> [Фрагмент текста]
-*-

Началась сильная вьюга. Водитель ругался, каждые сто шагов останавливался, мы выходили, пытались угадать, куда ехать,- дорога исчезла. Проехали мы десять, может быть, пятнадцать километров, потом машина завязла. Начало смеркаться - было четыре часа. Еды у пас не было, мы мерзли. Мотор заглох. Одет я был, скорее, плохо: шинель, сапоги, перчатки вместо рукавиц. Настала ночь. Вначале я страдал от холода, а потом как-то сразу стало тепло, даже уютно. Сергей Иванович ругался, говорил, что, как только рассветет, пойдет искать жилье. А водитель и я молчали. Я не спал, но дремал, и мне было удивительно хорошо; в общем, я замерзал.
Несколько раз в жизни я примерял смерть. Самое неприятное - задохнуться. Однажды мы летели в бурю через Альпы - Корнейчук, В. Л. Василевская, Фадеев и я. Маленький самолет поднялся на высоту четырех тысяч метров. Фадеев продолжал читать. Я увидел лицо Корнейчука и испугался - оно было зеленоватым. Я раскрывал рот и чувствовал, что дышать нечем. Когда проводница принесла подушку с кислородом, у меня не было сил, чтобы вдохнуть. Это было отвратительно.
А вот ночь между Коса ржей и Золотухиной я вспоминаю с нежностью. Чего только мне не мерещилось! Кажется, в жизни я не испытывал такого блаженства. Шофер мне потом рассказал, что он тоже замерзал и тоже видел хорошие сны. А Сергей Иванович не хотел при- мириться с судьбой, хотел нас спасти. Чуть рассвело, он сказал: "Иду". Я ответил, что это глупо; поглядел - он тонул в сугробах, а я снова вернулся к своим мечтаниям. Смутно помню, как подъехали сани. Меня выволокли, покрыли тулупом. Сергей Иванович улыбался.
Майор дал мне стакан водки; я выпил и не почувствовал даже, что это водка. Майор покачал головой и налил еще полстакана. Конечно, выпей я столько, да еще натощак, в обычном состоянии я лежал бы под столом; а тут мы закусили и час спустя с офицерами артиллерийского батальона, сидя над картой, обсуждали, как добраться до Курска. Нашу машину дотянули до Золотухина, а оттуда по железнодорожному пути мы отправились в Курск.

-*-

> [Данные для обработки]

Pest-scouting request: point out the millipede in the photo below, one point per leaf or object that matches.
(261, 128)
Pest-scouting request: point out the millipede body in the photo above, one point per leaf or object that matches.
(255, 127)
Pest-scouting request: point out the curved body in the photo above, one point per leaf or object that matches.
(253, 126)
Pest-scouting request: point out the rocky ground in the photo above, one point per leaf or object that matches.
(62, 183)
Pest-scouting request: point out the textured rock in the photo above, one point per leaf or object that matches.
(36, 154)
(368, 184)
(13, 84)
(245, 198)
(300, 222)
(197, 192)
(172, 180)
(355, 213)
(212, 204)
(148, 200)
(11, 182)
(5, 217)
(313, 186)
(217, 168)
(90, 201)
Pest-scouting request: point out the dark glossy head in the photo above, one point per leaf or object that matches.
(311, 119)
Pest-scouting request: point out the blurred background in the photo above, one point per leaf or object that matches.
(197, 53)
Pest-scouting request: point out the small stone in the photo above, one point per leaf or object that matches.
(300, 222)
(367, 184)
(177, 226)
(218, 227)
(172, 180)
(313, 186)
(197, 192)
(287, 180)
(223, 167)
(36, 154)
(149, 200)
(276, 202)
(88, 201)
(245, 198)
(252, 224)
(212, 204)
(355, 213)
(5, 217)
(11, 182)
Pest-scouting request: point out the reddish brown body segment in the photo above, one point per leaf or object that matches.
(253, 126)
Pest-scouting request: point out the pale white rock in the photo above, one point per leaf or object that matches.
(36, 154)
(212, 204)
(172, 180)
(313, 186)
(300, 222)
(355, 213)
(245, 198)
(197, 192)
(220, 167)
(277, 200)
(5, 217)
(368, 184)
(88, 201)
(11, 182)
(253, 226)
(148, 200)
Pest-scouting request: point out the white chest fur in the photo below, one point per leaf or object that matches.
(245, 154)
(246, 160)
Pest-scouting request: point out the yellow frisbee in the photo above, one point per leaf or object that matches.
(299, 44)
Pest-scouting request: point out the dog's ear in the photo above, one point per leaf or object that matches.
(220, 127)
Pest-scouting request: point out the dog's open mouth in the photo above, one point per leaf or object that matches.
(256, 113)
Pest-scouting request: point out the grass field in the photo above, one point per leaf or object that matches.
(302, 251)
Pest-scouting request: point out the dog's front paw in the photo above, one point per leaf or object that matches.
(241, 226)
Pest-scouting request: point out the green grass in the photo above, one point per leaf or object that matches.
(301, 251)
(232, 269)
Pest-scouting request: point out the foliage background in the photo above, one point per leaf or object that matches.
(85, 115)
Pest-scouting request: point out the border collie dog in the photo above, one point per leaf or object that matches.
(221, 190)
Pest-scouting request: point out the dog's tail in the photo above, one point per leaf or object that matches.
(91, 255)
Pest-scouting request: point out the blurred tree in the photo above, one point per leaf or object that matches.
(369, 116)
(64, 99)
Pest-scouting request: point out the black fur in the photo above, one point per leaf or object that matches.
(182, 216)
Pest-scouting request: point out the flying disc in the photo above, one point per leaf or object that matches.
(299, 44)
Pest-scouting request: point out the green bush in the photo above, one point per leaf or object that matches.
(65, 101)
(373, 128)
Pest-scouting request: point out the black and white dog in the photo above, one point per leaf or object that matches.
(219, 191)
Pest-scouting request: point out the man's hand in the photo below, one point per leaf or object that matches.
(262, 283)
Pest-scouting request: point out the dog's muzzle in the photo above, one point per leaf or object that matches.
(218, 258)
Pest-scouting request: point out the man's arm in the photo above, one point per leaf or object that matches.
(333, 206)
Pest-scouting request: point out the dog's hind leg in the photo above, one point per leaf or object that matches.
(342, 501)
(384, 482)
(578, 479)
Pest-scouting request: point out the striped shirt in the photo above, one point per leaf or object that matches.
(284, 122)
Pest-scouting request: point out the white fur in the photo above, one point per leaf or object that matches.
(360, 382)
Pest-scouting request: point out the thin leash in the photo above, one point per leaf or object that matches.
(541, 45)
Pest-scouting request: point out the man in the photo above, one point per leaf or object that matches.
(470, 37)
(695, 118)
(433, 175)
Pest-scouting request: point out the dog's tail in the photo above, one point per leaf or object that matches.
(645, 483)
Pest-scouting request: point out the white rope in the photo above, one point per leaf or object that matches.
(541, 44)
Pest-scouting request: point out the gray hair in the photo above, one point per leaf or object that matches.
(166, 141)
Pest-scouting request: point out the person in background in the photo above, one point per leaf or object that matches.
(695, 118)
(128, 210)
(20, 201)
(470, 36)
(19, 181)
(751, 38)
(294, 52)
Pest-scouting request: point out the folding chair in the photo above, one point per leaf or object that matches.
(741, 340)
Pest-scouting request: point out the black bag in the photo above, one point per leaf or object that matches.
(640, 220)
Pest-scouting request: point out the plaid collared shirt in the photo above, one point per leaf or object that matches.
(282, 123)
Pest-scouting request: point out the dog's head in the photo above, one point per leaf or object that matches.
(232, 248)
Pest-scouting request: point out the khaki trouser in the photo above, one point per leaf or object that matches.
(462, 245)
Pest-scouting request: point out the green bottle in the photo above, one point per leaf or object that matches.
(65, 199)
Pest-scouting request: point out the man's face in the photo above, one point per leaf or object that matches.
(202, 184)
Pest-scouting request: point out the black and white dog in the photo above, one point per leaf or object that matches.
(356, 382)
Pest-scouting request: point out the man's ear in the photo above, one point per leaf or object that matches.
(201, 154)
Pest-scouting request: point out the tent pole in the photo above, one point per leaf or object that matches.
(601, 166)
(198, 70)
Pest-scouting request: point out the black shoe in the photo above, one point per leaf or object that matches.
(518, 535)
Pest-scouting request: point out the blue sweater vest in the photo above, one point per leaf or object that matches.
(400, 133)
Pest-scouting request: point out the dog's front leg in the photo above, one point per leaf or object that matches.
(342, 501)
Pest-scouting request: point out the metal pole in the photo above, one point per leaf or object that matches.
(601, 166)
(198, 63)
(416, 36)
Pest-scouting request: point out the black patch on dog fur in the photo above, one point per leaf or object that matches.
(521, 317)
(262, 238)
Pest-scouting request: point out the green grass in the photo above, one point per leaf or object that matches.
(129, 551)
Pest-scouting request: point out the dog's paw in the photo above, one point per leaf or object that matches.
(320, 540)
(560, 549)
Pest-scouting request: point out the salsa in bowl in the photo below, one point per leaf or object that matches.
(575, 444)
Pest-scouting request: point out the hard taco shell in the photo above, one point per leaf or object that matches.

-*-

> [Задания]
(a) На какую высоту, согласно фрагменту текста, поднялся маленький самолет во время полета в бурю через Альпы?
(b) Выпишите записи от строки с «Pest-scouting request: point out the black patch» до конца записей, заменив в них «photo» на «image». Больше ничего не меняйте.
Текст и записи между собой никак не связаны.

> [Ответы]
(a) На высоту четырех тысяч метров.

(b)
Pest-scouting request: point out the black patch on dog fur in the image above, one point per leaf or object that matches.
(521, 317)
(262, 238)
Pest-scouting request: point out the green grass in the image above, one point per leaf or object that matches.
(129, 551)
Pest-scouting request: point out the dog's paw in the image above, one point per leaf or object that matches.
(320, 540)
(560, 549)
Pest-scouting request: point out the salsa in bowl in the image below, one point per leaf or object that matches.
(575, 444)
Pest-scouting request: point out the hard taco shell in the image above, one point per leaf or object that matches.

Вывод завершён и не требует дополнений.